COMPLETE THE FOLLOWING ->
1. In the text on the 1944 battle for Vilnius, how far did the 6th Panzer Division advance to link up with the Vilnius garrison?
2. From the text on the battle for Vilnius, reproduce word for word the passage starting at "On 12 July, the" and ending at "the relief troops.".
3. Carry on the text on the battle for Vilnius from the point where it stops.

TEXT FOR ANALYSIS ->
-- Opening Marker --

On 12 July, the garrison's parent formation, 3rd Panzer Army, counter-attacked. 6th Panzer Division, organised into two groups ("Pössl" and "Stahl") attacked eastwards from outside the encirclement (the divisional commander and Colonel-General Reinhardt personally accompanied the advance group). The opposing Soviet forces, taken by surprise and hampered by extended supply lines, were unable to hold the cordon, and 6th Panzer's forces were able to advance some 50 km to link up with forward elements from the Vilnius garrison. A fierce battle on the banks of the Neris ensued as men of the Polish Home Army unsuccessfully attempted to stop the relief troops.

In the city itself, a Soviet attack on the morning of 13 July split the German forces into two pockets centred on the prison and the observatory; around 3,000 Germans escaped through the corridor opened by the 6th Panzer Division before Soviet forces closed the gap. Even so, 12,000–13,000 German troops were lost in the city, which was finally captured towards the evening of 13 July.

The battle was marked by an uprising under the code-name Operation Ostra Brama by the Polish Home Army, in expectation of the arrival of the Red Army, as part of Operation Tempest. Despite the Soviet forces' success, Rotmistrov's committing a tank corps to costly urban fighting (along with earlier disagreements with his Front commander, Ivan Chernyakhovsky) led to his replacement as commander of the 5th Guards Tank Army.

-- Closing Marker --

DATA SECTION ->
-- Opening Marker --

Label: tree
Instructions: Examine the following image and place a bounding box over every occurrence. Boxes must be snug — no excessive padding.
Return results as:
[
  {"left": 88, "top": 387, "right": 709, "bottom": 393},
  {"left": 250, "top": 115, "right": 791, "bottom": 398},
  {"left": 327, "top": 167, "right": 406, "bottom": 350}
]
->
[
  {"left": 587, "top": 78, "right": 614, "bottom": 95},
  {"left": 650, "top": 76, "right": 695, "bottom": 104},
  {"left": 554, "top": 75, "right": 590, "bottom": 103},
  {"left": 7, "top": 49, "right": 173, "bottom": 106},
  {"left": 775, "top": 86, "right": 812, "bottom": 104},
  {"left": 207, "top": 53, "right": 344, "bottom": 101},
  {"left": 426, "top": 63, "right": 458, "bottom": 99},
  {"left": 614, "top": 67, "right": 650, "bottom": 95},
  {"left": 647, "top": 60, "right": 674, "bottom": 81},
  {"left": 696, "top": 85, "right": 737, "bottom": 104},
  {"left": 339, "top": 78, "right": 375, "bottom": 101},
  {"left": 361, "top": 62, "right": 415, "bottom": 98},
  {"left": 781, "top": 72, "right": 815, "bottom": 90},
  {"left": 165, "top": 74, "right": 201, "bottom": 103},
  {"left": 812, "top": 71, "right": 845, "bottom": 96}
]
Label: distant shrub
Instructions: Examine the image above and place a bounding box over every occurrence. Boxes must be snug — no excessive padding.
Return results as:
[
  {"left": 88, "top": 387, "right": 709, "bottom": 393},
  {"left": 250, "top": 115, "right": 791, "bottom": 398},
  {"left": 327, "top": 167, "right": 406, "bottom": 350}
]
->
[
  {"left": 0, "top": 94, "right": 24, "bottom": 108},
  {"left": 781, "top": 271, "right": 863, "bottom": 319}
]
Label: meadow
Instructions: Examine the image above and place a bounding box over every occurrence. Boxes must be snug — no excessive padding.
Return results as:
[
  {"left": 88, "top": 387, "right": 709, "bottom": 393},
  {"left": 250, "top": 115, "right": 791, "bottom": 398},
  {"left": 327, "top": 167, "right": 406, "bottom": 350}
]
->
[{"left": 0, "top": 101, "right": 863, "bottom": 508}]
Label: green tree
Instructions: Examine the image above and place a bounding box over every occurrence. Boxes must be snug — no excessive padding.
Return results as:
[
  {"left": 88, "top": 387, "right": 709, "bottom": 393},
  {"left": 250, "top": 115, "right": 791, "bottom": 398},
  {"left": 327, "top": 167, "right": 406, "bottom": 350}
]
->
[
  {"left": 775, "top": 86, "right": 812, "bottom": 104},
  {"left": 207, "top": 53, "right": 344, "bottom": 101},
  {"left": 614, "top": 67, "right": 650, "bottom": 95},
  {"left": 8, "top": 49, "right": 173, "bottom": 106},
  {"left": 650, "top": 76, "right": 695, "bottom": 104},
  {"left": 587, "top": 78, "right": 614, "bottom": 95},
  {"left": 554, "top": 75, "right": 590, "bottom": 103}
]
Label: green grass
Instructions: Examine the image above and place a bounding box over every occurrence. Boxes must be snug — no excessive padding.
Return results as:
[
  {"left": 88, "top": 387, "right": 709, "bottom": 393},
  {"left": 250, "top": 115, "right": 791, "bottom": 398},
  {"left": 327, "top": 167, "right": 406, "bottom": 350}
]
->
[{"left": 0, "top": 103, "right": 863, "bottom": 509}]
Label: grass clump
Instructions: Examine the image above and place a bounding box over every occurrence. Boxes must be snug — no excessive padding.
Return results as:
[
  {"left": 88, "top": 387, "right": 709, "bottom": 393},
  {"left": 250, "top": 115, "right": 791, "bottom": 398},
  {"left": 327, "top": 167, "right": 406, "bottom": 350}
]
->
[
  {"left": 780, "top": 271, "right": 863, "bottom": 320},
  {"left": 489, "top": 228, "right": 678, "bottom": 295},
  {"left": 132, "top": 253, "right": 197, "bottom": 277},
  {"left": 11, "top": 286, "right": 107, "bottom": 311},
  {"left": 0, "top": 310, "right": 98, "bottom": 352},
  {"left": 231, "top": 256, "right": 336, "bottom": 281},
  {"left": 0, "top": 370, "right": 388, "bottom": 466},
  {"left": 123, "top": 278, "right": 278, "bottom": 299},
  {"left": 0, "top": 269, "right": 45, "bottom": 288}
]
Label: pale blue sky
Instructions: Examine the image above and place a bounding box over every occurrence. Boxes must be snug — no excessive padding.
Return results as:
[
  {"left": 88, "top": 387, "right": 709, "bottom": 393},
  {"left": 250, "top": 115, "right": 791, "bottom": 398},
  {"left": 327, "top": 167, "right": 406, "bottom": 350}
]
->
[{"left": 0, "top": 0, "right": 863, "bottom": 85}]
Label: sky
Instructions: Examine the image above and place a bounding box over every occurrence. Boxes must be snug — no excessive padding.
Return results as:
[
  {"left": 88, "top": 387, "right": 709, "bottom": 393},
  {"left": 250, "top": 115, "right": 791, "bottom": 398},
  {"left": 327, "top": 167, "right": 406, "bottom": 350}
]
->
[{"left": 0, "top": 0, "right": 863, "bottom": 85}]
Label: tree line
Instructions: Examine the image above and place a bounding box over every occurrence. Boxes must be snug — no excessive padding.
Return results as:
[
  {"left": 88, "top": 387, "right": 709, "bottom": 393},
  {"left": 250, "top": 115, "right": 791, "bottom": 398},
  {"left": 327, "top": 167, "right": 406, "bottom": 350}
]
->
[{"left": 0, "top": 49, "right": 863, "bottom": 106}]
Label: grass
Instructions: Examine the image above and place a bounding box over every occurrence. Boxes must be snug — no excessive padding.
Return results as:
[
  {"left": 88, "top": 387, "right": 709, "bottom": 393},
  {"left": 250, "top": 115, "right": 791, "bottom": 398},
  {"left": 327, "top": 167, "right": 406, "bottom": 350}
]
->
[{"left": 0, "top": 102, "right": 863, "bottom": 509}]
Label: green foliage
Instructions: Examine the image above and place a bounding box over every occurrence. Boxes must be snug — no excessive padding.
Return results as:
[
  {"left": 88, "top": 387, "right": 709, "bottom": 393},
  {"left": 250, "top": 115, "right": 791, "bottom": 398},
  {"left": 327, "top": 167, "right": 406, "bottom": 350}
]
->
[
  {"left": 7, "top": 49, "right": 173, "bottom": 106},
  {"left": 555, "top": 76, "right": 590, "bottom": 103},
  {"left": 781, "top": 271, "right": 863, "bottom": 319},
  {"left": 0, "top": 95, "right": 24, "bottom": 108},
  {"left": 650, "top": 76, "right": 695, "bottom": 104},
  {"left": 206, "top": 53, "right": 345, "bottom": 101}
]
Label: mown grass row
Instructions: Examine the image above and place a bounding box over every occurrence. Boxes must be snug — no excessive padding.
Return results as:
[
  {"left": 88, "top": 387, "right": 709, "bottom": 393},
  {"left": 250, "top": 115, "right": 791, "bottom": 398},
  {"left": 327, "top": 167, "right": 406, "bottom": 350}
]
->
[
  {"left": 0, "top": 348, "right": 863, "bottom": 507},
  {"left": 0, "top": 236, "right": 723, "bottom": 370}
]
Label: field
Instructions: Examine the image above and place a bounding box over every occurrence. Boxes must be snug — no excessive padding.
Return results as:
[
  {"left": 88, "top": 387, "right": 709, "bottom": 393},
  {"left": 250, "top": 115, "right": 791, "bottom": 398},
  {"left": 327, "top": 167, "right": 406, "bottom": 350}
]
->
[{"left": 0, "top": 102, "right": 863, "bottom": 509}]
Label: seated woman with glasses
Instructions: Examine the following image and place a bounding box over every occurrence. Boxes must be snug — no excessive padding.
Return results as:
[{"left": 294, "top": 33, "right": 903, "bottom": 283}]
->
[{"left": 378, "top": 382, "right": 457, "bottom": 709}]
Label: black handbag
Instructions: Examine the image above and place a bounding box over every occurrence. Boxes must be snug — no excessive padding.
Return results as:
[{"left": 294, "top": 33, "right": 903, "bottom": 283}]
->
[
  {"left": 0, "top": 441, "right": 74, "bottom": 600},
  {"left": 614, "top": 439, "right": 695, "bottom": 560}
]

-- Closing Marker --

ANSWERS PROVIDED ->
1. About 50 km.

2.
On 12 July, the garrison's parent formation, 3rd Panzer Army, counter-attacked. 6th Panzer Division, organised into two groups ("Pössl" and "Stahl") attacked eastwards from outside the encirclement (the divisional commander and Colonel-General Reinhardt personally accompanied the advance group). The opposing Soviet forces, taken by surprise and hampered by extended supply lines, were unable to hold the cordon, and 6th Panzer's forces were able to advance some 50 km to link up with forward elements from the Vilnius garrison. A fierce battle on the banks of the Neris ensued as men of the Polish Home Army unsuccessfully attempted to stop the relief troops.

3.
==Outcome==
While the German aim of holding Vilnius as a Fester Platz or fortress was not achieved, the tenacious defence contributed to stopping the Red Army's drive west for a few precious days. Most importantly, it tied down the 5th Guards Tank Army, which had been instrumental in the initial successes of the Red Army during Operation Bagration. This delay gave German forces a chance to re-establish something resembling a continuous defence line further to the west. Hitler recognised this achievement by awarding Stahel the 79th set of Swords to the Knight's Cross of the Iron Cross awarded during the war. Nevertheless, the outcome fell far short of what the German command had hoped for, and the continuous frontline that was established only held for a short time. Without the traffic network based on Vilnius, the German position in the southern Baltics was untenable. By the end of July, the 3rd Belorussian Front was ordered to conduct the Kaunas offensive to extend the gains of Operation Bagration further.

==See also==
- Operation Bagration, the strategic offensive of which this action was a part
- Roza Shanina, Soviet sniper who fought in the battle for Vilnius
- Theodor Tolsdorff, German officer decorated for his role in the battle

==Notes==

a. Official Soviet accounts, and later accounts based on them, speak of many German troops being parachuted into the city several days into the siege before being wiped out as they landed. German orders of battle do not show such troops. The accounts may be, in fact, referring to the small number of troops from the 16th Parachute Regiment participating in the defence; other elements of the same unit were present in the relief force.